**Testo fornito:**
>>>

Questa emigrazione non è solo un fenomeno giovanile, ma coinvolge anche professionisti altamente qualificati in cerca di migliori opportunità all’estero. Tra il 2012 e il 2021 1 milione di italiani è andato a lavorare all’estero, di questi 250mila aveva la laurea: il 5-8% dei laureati totali. Di questi meno di un terzo ha fatto ritorno nonostante le diverse agevolazioni fiscali previste.

Pier Giorgio Bianchi, co-founder e amministratore delegato Talents Venture, ha evidenziato come per un ricercatore non italiano che prende una borsa di studio nel Bel Paese, ce ne siano dieci italiani che la prendono all’estero, dove gli stranieri siamo noi. Paradossale ma vero.

Il mismatch di competenze

In alcuni settori la crisi demografica è accentuata dal mismatch tra le competenze richieste dal mercato e quelle offerte dai giovani.

<<<

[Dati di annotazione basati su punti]
>>>

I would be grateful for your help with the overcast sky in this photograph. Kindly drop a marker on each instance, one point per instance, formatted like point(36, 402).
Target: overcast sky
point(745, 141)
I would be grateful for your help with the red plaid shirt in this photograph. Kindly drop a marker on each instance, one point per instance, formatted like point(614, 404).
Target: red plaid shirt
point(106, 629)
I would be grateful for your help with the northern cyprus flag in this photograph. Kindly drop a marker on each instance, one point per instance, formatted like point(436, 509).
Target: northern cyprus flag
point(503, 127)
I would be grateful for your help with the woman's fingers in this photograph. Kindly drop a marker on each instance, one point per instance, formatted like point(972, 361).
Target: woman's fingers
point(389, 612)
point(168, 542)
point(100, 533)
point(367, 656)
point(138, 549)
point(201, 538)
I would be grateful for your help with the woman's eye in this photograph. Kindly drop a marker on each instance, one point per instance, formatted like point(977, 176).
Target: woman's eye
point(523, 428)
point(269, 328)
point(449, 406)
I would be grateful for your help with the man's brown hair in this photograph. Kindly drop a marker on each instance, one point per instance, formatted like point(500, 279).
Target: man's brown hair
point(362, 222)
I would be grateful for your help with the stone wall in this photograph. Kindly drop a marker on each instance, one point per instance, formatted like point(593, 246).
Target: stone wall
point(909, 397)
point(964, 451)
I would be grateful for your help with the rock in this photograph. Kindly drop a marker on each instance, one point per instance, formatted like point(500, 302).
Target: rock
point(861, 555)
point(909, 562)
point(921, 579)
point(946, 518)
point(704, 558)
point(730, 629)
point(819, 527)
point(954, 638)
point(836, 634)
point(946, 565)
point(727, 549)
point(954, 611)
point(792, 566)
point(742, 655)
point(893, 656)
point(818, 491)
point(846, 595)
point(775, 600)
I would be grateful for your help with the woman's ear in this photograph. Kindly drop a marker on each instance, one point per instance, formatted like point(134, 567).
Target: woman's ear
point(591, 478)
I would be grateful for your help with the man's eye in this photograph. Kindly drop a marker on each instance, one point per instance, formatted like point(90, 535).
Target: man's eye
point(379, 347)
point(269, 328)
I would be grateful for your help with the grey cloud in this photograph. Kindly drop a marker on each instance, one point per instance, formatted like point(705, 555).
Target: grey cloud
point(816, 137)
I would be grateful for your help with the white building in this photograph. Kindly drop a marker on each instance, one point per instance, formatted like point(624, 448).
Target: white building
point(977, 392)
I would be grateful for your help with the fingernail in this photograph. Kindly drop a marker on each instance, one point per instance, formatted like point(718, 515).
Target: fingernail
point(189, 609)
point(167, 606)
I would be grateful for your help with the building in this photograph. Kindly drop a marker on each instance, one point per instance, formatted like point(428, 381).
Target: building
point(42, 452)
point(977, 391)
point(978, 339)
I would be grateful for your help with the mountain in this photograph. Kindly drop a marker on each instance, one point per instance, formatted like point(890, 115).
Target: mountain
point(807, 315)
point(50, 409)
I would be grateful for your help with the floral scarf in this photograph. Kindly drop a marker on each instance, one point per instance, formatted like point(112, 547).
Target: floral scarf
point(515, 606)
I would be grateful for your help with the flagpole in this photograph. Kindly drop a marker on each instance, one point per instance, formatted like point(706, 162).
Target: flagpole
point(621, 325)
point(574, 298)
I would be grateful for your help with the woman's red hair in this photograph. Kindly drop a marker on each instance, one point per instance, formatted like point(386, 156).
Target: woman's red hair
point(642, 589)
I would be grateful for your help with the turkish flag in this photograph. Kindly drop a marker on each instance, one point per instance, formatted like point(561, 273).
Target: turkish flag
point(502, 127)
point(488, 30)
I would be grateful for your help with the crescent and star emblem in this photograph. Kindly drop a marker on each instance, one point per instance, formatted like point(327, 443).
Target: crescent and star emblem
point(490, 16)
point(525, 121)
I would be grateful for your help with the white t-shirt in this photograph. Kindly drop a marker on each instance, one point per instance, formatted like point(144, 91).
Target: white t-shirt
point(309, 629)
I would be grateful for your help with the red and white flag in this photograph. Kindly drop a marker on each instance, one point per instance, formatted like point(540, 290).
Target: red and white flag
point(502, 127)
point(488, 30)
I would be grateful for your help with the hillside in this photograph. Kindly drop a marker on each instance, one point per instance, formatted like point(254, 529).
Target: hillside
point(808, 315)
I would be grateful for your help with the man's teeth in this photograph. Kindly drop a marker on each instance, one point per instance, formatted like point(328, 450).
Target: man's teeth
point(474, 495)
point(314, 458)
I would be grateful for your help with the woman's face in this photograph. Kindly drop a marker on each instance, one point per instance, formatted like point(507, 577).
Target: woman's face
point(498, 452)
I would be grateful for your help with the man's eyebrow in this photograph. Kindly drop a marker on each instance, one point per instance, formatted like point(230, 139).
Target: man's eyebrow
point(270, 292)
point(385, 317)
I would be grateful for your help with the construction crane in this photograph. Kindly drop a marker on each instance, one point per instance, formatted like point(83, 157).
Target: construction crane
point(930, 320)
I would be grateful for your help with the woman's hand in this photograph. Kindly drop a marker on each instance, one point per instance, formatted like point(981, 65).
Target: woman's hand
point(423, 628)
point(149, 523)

<<<

**Compito 1:**
Rispondi alle seguenti domande sul testo sull'emigrazione italiana.
(a) Quanti italiani sono andati a lavorare all'estero tra il 2012 e il 2021?
(b) Quali ruoli ricopre Pier Giorgio Bianchi in Talents Venture?
(c) Che cosa accentua la crisi demografica in alcuni settori?
**Compito 2:** Riproduci fedelmente il passo del testo sull'emigrazione italiana che inizia con le parole "Questa emigrazione non" e termina con le parole "agevolazioni fiscali previste.".
**Compito 3:** Elenca, nell'ordine in cui compaiono, tutti i valori numerici scritti in cifre nel testo sull'emigrazione italiana, ciascuno con l'eventuale parola o simbolo che lo accompagna.

**Soluzione scritta 1:**
(a) 1 milione.
(b) Co-founder e amministratore delegato.
(c) Il mismatch tra le competenze richieste dal mercato e quelle offerte dai giovani.

**Soluzione scritta 2:**
Questa emigrazione non è solo un fenomeno giovanile, ma coinvolge anche professionisti altamente qualificati in cerca di migliori opportunità all’estero. Tra il 2012 e il 2021 1 milione di italiani è andato a lavorare all’estero, di questi 250mila aveva la laurea: il 5-8% dei laureati totali. Di questi meno di un terzo ha fatto ritorno nonostante le diverse agevolazioni fiscali previste.

**Soluzione scritta 3:**
2012
2021
1 milione
250mila
5-8%